*What needs to be done*.
Leave no picture in, and give every entry again exactly.

*Data for this task*.
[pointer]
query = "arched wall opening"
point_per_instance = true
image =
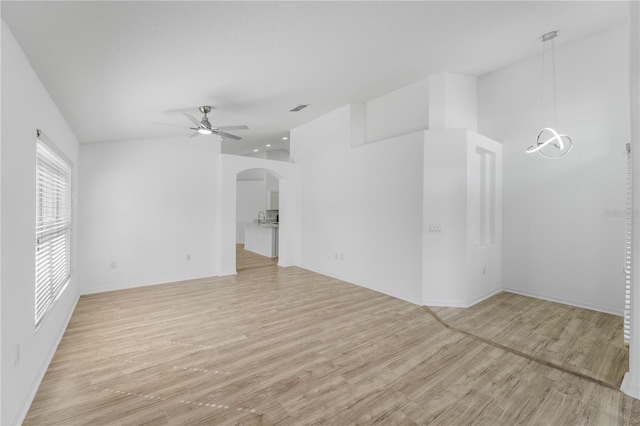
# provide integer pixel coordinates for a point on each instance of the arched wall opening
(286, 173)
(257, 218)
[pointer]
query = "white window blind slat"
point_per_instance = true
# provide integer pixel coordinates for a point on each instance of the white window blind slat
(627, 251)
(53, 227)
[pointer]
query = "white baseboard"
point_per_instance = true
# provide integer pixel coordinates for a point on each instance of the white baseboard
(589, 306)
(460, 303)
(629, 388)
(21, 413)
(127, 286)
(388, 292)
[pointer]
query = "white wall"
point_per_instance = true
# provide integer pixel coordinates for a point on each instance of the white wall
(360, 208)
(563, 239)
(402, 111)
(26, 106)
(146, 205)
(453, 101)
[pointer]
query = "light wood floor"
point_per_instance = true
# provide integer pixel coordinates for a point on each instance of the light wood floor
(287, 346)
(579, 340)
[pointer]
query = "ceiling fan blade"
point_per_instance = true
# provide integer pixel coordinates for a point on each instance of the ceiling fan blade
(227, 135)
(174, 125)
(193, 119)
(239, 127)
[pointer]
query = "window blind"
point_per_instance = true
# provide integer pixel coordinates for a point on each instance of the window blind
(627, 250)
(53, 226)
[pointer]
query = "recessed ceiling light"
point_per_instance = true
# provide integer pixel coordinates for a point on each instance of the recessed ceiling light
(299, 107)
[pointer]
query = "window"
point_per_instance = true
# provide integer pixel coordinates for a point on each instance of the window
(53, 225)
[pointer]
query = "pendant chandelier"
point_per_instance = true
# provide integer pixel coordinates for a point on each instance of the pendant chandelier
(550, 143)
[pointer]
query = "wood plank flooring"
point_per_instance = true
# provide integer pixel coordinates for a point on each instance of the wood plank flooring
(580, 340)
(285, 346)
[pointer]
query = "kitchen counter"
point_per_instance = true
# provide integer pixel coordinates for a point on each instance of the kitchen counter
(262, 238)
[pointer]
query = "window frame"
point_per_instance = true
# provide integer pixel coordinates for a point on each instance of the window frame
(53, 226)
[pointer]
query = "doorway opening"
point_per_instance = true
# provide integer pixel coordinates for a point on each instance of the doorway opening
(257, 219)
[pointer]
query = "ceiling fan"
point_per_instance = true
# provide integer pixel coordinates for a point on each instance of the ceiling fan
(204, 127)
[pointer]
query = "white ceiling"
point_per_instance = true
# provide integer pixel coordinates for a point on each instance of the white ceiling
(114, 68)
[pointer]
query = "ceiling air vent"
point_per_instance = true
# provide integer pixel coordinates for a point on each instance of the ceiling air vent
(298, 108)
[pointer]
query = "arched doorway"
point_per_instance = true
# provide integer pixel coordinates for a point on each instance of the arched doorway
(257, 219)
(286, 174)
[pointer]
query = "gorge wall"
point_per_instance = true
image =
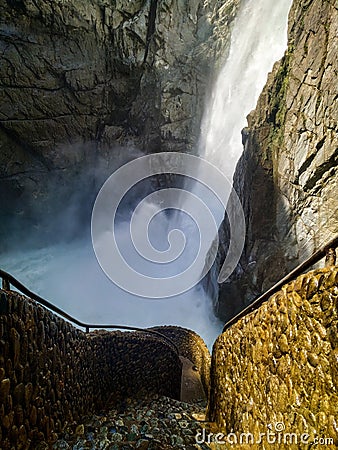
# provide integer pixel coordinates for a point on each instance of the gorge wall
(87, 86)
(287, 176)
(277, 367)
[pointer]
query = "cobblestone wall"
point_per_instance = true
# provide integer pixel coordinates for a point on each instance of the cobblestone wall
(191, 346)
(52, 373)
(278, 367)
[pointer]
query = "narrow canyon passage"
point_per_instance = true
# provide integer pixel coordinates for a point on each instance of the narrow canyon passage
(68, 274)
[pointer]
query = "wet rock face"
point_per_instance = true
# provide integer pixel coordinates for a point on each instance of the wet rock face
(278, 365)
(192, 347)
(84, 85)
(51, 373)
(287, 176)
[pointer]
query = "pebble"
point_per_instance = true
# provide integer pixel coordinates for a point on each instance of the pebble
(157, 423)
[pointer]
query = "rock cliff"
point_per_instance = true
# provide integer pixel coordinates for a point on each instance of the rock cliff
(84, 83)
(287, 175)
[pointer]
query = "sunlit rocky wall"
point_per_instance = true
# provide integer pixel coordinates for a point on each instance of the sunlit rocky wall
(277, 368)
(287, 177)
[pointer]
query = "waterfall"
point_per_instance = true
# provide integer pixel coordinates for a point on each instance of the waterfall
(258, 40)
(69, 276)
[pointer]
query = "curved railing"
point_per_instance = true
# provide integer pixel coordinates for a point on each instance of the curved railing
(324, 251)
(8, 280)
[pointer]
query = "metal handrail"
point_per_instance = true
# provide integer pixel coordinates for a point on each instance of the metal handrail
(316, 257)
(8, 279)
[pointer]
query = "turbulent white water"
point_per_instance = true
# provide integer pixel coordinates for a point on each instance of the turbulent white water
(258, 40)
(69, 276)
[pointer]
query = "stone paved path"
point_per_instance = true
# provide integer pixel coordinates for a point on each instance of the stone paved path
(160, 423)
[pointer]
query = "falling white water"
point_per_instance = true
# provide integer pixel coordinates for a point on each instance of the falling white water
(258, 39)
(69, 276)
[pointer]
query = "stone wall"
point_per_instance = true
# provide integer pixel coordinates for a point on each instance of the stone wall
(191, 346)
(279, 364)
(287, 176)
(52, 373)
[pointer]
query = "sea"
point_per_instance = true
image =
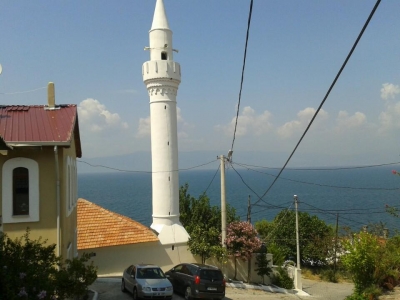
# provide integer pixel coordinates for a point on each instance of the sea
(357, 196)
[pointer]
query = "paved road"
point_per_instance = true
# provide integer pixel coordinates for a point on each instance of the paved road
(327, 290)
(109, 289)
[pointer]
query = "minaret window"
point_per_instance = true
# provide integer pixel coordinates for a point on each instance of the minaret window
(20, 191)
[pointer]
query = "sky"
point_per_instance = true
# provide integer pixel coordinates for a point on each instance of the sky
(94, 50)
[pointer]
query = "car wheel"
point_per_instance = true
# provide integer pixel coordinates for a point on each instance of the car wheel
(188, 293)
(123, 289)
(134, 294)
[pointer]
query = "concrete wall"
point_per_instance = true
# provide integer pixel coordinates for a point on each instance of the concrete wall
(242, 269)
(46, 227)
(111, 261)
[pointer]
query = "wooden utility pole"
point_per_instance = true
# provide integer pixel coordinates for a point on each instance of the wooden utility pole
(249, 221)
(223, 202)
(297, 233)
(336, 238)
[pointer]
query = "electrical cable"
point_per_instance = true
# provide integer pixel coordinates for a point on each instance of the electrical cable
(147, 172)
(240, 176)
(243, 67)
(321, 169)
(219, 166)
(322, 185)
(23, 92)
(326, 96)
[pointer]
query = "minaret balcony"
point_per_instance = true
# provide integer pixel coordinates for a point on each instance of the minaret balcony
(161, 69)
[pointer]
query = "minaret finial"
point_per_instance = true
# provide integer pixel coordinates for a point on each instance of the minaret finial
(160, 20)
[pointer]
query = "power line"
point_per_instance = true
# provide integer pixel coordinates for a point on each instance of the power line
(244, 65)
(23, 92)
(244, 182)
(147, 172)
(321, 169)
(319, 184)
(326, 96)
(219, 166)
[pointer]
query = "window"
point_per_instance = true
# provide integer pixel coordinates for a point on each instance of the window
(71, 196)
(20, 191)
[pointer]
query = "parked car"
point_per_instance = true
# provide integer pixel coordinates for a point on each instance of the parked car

*Task solution*.
[pointer]
query = "arched wall opening"
point_per_instance = true
image =
# provide integer pixel coordinates for a point on each instance of the arched wall opening
(286, 173)
(257, 218)
[pointer]
query = "white window blind slat"
point_per_instance = true
# provide integer pixel coordinates for a point on each instance of the white window blind slat
(627, 251)
(53, 227)
[pointer]
query = "white baseboard"
point_per_instance = true
# provide integer pixel coordinates for a point on each instance of the white baseboard
(589, 306)
(460, 303)
(629, 388)
(21, 413)
(127, 286)
(388, 292)
[pointer]
query = "white wall"
point_per_instance = true
# provide integer pixel coordinates for a point on each instance of the white wall
(360, 208)
(563, 239)
(402, 111)
(26, 106)
(146, 205)
(453, 101)
[pointer]
query = "light wood floor"
point_per_instance = true
# provide integer pixel coordinates for a point on each instance of the light wood floor
(287, 346)
(579, 340)
[pointer]
query = "ceiling fan blade"
point_per_instance = true
# provide integer pixel coordinates for a point on each instance of the ceiling fan blade
(227, 135)
(174, 125)
(193, 119)
(239, 127)
[pointer]
query = "window blind"
point_per_instance = true
# provide integer pixel coordinates for a point on each instance of the window blind
(627, 250)
(53, 226)
[pointer]
query = "recessed ceiling light"
point_per_instance = true
# provide integer pixel coordinates for a point on each instance of the recessed ceiling light
(299, 107)
[pointer]
query = "window"
point_per_instance = true
# provide integer pixel coordinates for a point on each instance of the window
(53, 225)
[pointer]
query = "pendant chandelier"
point_per_instance = true
# provide integer pixel coordinates for a point on each instance of the pendant chandelier
(550, 143)
[pointer]
query = "wood plank flooring"
point_per_instance = true
# provide integer pixel coordinates for a point on each instance of the wood plank flooring
(580, 340)
(285, 346)
[pointer]
query = "kitchen counter"
point_per_instance = true
# provide integer pixel coordinates for a point on each instance of the kitchen counter
(262, 238)
[pointer]
query = "window frame"
point_per_instance = true
# provide integer pixel coordinates for a point on each instance of the window frame
(53, 226)
[pointer]
query = "doorway opening"
point_per_instance = true
# provide integer pixel coordinates for a point on each instance of the doorway opening
(257, 219)
[pointer]
query = "ceiling fan"
point_per_instance = true
# provide integer pixel coordinates for a point on each instance of the ceiling fan
(204, 127)
[pointer]
query = "white ceiling"
point_per_instance = true
# provide integer pixel coordinates for a point on each instance of the white ceiling
(114, 68)
[pointer]
query = "ceiling air vent"
point_per_instance = true
# provide integer pixel coordinates for a point on each instance of the ceiling air vent
(298, 108)
[pointer]
query = "arched doorway"
point_per_instance = true
# provide integer pixel coordinates for a point on each instance of the arched doorway
(257, 219)
(286, 174)
[pointer]
query = "gorge wall"
point_per_instance = true
image =
# provide integer pixel coordinates for a point on each instance of the gorge wall
(87, 86)
(287, 176)
(277, 367)
[pointer]
query = "cobblestone wall"
point_per_instance = true
# provide integer pixel coordinates for a point on each instance of the cobblestone wall
(191, 346)
(52, 373)
(278, 367)
[pointer]
query = "narrow canyon passage"
point_per_instance = true
# provide integer pixel coordinates for a point on each instance of the narrow canyon passage
(68, 274)
[pointer]
query = "wet rock face"
point_per_instance = true
# provide integer pixel coordinates for a point on each instance of the wet rock face
(278, 365)
(192, 347)
(84, 85)
(51, 373)
(287, 176)
[pointer]
query = "pebble"
point_per_instance = true
# provide integer pixel coordinates for a point on each instance of the pebble
(157, 423)
[pointer]
query = "rock cliff"
point_per_instance = true
# provide integer pixel coordinates for a point on each instance of the rock cliff
(84, 83)
(287, 175)
[pointer]
query = "sunlit rocky wall"
point_per_instance = true
# provide integer pixel coordinates for a point on each instance of the sunlit rocky wall
(277, 368)
(287, 177)
[pointer]
query = "waterfall"
point_per_instance = true
# provide integer pixel coordinates for a point on each instance of the waterfall
(258, 40)
(69, 276)
[pointer]
query = "curved railing"
point_per_instance = true
# provide integer pixel coordinates for a point on each instance of the curved railing
(324, 251)
(8, 280)
[pointer]
query = "metal handrail"
point_per_instance = true
# provide integer pixel coordinates for a point on each instance of the metal handrail
(316, 257)
(8, 279)
[pointer]
query = "turbulent white water"
point_per_instance = true
# provide integer pixel coordinates for a point on each instance of the turbulent white water
(258, 40)
(69, 276)
[pointer]
query = "stone paved path"
point_per_instance = true
# provide integer pixel coordinates for a point on each instance of the stone paved path
(160, 423)
[pointer]
query = "falling white water"
point_per_instance = true
# provide integer pixel coordinates for a point on each instance of the falling white water
(258, 39)
(69, 276)
[pointer]
query = "stone wall"
point_per_instance = true
# provide integer pixel coordinates for a point on each instance of the stone wall
(191, 346)
(279, 364)
(287, 176)
(52, 373)
[pointer]
query = "sea"
point_per_instance = true
image =
# provide integer pixel coordinates for a point on each instance of the sea
(357, 196)
[pointer]
query = "paved road"
point_per_instance = true
# provide integer pixel coordinates for a point on each instance of the paved road
(327, 290)
(109, 289)
[pointer]
query = "minaret window"
point_per_instance = true
# provide integer pixel coordinates for a point on each instance of the minaret window
(20, 191)
[pointer]
query = "sky"
point_per_instance = true
# provide integer pixel coordinates for a point on each instance of the sky
(94, 50)
[pointer]
query = "car wheel"
point_per_instance = true
# provide integer pixel coordinates for a point on each instance of the car wheel
(188, 293)
(123, 289)
(134, 294)
[pointer]
query = "concrete wall"
point_per_instance = true
# provide integer pixel coordinates for a point on each instance of the concrete wall
(242, 269)
(46, 227)
(111, 261)
[pointer]
query = "wooden utility pole"
point_per_instance = true
# provide integer pixel coordinates for a point on each instance of the wooden utility pole
(249, 221)
(223, 202)
(297, 233)
(336, 238)
[pointer]
query = "electrical cable"
point_per_instance = true
# provide integer pixel coordinates for a point on each instance of the electrical cable
(147, 172)
(240, 176)
(243, 67)
(321, 169)
(219, 166)
(322, 185)
(23, 92)
(326, 96)
[pointer]
query = "minaret balcony"
point_per_instance = true
# provide integer pixel coordinates for a point on each instance of the minaret balcony
(161, 69)
[pointer]
query = "minaret finial"
point_per_instance = true
# provide integer pixel coordinates for a point on each instance of the minaret finial
(160, 20)
[pointer]
query = "power line"
point_per_instance = true
# provide integer pixel coordinates for a point on each instance of the power line
(244, 65)
(23, 92)
(244, 182)
(147, 172)
(321, 169)
(319, 184)
(326, 96)
(219, 166)
[pointer]
query = "window"
point_per_instance = true
# provide integer pixel coordinates for a point on each instance of the window
(71, 196)
(20, 191)
[pointer]
query = "parked car"
point_per_instance = true
# provide integer pixel coordinates for a point on each instance of the parked car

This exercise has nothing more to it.